EXERCISE: Rewrite the material from the line containing "Where can the red t-shirt" up to and including the line containing "100], [426, 118]]", substituting "lower arm" for "forearm" and leaving all else unchanged.

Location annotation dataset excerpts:

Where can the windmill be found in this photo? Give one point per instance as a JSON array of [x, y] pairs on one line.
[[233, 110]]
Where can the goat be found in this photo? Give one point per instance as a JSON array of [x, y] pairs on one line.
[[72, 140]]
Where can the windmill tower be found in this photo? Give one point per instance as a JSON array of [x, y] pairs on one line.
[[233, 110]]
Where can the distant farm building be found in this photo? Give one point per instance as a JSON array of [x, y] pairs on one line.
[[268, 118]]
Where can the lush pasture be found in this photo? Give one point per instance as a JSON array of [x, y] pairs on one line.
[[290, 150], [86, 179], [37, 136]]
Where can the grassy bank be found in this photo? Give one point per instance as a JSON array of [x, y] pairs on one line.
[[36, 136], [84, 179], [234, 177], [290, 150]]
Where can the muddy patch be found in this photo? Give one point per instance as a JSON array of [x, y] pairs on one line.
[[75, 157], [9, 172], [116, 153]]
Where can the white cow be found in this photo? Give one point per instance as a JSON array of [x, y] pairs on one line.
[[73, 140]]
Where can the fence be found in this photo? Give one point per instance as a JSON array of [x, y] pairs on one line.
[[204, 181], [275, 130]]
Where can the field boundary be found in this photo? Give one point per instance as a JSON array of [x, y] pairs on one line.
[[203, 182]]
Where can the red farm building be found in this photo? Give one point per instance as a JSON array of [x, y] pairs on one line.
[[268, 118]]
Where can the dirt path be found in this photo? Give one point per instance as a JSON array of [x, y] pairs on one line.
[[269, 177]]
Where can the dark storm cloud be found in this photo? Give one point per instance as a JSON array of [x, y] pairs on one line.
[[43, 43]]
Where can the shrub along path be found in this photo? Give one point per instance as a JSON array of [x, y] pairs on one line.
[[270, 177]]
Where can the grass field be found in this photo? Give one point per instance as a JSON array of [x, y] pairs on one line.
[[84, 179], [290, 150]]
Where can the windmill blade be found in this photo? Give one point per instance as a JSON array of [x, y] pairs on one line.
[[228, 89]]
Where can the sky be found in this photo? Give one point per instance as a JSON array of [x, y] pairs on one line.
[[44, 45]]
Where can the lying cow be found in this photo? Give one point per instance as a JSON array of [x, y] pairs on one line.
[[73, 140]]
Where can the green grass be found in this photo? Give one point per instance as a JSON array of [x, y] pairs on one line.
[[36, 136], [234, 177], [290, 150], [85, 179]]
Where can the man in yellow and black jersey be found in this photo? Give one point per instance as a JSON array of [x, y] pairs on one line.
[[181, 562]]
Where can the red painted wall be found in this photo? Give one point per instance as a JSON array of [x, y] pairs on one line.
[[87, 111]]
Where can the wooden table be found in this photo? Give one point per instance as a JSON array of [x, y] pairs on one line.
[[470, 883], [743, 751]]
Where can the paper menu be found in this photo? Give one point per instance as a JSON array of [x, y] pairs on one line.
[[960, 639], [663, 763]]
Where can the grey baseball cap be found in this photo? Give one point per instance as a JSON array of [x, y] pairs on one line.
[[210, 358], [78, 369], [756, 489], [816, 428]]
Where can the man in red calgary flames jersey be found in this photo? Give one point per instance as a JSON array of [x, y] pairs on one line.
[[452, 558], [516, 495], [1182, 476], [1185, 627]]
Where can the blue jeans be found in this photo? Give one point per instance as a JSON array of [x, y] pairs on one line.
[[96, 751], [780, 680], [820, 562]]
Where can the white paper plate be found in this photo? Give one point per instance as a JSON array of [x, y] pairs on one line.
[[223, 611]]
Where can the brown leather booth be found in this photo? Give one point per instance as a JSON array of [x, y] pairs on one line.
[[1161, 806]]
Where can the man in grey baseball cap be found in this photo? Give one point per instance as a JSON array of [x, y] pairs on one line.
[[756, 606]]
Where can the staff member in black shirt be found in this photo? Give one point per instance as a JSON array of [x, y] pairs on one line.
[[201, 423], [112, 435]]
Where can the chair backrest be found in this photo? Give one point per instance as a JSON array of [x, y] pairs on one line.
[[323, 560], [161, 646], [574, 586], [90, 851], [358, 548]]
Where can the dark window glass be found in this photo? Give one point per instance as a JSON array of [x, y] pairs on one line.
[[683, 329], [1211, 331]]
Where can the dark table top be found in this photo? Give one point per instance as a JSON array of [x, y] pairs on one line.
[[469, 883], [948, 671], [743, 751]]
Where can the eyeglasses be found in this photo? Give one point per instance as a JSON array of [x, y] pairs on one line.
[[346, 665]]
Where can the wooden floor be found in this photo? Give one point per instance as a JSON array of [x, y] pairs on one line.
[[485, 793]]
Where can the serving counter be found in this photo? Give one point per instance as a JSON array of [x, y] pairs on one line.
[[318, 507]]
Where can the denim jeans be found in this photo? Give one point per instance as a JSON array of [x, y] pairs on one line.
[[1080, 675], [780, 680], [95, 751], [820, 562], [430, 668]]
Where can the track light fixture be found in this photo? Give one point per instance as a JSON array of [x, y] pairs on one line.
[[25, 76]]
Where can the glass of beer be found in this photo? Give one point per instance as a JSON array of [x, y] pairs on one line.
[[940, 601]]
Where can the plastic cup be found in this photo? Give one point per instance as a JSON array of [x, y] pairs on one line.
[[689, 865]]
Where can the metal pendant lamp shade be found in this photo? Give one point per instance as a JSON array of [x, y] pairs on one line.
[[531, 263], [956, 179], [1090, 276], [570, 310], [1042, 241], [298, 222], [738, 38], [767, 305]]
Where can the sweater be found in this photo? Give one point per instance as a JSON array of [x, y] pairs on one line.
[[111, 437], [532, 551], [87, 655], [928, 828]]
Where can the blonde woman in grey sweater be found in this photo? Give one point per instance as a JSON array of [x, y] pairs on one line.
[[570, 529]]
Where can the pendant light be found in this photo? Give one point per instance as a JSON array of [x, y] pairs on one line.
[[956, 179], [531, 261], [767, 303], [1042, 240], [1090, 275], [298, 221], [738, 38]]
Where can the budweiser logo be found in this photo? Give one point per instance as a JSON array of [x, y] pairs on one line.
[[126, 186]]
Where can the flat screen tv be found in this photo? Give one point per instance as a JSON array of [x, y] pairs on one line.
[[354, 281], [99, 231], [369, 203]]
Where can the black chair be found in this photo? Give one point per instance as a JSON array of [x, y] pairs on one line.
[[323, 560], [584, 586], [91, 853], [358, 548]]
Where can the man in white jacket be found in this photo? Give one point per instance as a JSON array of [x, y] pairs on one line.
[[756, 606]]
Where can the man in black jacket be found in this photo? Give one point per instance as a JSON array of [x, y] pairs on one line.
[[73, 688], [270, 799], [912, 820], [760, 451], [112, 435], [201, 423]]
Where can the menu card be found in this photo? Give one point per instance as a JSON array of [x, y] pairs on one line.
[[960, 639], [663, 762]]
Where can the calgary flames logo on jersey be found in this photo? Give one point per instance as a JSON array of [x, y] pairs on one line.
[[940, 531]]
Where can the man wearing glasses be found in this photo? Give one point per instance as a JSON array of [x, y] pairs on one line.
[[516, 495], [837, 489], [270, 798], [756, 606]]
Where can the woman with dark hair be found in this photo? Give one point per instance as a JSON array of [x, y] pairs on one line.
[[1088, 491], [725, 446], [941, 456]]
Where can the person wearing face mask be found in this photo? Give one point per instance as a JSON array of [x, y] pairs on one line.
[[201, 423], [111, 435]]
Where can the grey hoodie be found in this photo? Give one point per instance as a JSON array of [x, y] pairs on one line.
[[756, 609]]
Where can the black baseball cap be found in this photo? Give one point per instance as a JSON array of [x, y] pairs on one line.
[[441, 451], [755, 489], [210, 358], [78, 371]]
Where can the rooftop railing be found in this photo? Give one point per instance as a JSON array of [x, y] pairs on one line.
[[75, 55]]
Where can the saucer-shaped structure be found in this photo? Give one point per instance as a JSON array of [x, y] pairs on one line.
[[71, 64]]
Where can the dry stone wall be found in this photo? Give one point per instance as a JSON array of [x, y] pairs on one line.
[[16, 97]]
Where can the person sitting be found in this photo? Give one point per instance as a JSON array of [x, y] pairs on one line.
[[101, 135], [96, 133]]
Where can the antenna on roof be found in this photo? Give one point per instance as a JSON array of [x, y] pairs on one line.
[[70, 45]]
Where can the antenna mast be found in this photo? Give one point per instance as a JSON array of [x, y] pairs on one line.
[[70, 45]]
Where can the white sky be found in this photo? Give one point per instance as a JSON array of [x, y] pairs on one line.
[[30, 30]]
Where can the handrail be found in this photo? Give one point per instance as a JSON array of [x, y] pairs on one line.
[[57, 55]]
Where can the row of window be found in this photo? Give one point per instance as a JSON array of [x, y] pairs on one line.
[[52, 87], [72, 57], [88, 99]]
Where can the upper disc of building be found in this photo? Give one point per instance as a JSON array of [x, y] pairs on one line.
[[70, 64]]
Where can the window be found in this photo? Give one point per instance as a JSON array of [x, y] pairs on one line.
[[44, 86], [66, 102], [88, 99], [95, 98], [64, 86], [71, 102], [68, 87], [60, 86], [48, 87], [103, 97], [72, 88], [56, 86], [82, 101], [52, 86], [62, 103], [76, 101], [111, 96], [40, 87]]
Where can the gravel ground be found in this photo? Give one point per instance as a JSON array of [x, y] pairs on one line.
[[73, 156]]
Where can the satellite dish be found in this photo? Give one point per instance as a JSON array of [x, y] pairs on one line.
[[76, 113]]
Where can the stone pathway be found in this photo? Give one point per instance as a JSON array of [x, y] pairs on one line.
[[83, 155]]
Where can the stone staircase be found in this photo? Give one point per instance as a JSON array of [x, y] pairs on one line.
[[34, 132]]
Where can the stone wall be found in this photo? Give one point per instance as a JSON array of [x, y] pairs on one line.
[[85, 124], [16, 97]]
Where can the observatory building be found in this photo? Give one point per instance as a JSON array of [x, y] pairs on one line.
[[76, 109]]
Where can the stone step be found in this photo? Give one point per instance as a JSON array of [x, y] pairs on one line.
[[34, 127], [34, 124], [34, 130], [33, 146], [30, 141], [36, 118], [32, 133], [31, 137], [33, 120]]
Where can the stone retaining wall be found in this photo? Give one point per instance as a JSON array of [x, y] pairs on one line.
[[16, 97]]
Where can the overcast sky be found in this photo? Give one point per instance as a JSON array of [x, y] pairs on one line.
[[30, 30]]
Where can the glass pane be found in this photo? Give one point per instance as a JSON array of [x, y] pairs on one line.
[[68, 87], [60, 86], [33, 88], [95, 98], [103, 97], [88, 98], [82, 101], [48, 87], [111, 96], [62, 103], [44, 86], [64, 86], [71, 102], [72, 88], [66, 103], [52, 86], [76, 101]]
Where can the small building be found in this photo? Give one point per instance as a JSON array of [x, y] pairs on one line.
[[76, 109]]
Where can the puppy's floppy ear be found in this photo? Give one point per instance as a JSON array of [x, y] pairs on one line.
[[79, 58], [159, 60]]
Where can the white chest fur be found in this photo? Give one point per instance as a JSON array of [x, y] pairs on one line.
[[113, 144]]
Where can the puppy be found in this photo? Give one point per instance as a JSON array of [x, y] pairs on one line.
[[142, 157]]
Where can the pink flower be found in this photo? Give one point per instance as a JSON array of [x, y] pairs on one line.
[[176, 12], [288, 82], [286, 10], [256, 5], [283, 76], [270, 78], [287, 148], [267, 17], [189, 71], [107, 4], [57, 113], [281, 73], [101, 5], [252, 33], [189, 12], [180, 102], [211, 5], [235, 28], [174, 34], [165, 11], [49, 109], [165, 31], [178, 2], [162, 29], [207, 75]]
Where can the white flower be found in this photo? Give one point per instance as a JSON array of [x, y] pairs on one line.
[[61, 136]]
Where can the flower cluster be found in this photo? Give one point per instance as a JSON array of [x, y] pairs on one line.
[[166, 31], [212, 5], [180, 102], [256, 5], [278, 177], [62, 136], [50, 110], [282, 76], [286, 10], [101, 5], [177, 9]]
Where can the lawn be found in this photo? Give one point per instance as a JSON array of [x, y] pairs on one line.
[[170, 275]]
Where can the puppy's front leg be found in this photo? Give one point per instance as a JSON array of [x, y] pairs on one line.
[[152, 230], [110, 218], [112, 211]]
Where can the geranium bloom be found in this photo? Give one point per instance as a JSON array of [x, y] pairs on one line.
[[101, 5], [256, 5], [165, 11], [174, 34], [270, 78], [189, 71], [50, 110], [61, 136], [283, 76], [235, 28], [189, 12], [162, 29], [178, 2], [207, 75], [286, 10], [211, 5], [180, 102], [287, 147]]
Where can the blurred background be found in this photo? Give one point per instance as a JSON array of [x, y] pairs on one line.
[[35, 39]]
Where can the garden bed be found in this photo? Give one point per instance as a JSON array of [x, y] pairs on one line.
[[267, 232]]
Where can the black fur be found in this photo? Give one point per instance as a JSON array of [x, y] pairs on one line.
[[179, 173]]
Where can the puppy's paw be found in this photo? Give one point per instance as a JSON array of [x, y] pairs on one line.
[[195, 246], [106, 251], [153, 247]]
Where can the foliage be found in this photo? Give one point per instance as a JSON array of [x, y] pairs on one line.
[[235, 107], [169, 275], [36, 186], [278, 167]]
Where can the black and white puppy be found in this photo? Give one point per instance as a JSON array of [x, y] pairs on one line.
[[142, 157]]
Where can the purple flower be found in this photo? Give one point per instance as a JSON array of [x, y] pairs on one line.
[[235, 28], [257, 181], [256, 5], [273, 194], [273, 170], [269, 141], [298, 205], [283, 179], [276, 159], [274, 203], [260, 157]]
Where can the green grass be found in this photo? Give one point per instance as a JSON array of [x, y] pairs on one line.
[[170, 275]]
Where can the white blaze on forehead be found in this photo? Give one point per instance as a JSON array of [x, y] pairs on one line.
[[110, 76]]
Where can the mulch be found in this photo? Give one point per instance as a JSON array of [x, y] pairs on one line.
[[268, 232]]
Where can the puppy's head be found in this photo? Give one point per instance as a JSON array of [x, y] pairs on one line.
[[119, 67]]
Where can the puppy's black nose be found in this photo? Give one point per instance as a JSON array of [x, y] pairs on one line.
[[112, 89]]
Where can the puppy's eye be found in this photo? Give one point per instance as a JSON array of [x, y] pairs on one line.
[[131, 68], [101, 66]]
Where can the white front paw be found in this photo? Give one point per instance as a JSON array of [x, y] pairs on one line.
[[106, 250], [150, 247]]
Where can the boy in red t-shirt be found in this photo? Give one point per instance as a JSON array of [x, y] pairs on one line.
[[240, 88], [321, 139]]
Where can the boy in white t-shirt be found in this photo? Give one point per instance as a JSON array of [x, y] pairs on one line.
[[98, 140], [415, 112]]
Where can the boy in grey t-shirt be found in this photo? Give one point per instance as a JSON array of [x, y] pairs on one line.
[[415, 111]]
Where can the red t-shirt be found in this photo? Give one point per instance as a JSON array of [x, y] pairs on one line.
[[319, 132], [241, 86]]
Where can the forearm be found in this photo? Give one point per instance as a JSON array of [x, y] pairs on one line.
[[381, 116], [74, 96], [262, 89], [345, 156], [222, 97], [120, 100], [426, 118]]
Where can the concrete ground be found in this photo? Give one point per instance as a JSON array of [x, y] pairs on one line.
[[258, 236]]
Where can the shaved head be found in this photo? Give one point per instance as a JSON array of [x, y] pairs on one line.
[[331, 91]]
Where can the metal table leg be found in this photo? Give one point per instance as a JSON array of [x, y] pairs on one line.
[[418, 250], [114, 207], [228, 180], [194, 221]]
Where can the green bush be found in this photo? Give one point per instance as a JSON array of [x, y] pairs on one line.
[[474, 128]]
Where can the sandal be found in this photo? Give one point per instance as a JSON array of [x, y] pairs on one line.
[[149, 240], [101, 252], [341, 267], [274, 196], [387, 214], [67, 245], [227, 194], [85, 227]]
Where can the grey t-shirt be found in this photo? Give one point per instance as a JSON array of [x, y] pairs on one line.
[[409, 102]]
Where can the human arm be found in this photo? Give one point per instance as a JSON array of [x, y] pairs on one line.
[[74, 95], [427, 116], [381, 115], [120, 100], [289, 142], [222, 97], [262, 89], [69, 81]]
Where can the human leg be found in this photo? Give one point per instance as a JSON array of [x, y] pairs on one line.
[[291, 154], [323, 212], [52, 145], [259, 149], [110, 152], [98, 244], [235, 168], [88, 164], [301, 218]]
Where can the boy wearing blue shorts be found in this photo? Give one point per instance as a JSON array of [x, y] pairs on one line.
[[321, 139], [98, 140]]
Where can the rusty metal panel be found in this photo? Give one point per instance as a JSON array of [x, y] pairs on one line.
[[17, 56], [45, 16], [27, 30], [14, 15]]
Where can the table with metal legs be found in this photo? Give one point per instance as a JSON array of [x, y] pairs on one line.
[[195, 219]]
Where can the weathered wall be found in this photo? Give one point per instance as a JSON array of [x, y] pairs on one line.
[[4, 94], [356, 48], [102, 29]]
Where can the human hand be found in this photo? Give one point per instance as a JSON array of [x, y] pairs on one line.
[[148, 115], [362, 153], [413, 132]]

OUTPUT BELOW:
Where can the red t-shirt be found in this photo? Give one point per instance as a JSON array of [x, y] pairs on one line.
[[319, 132], [241, 86]]
Where can the lower arm be found in this photo? Give one point per instance as a JSON array of [x, y] pairs on one line.
[[381, 116], [74, 96], [262, 89], [345, 156], [222, 97], [120, 100], [426, 118]]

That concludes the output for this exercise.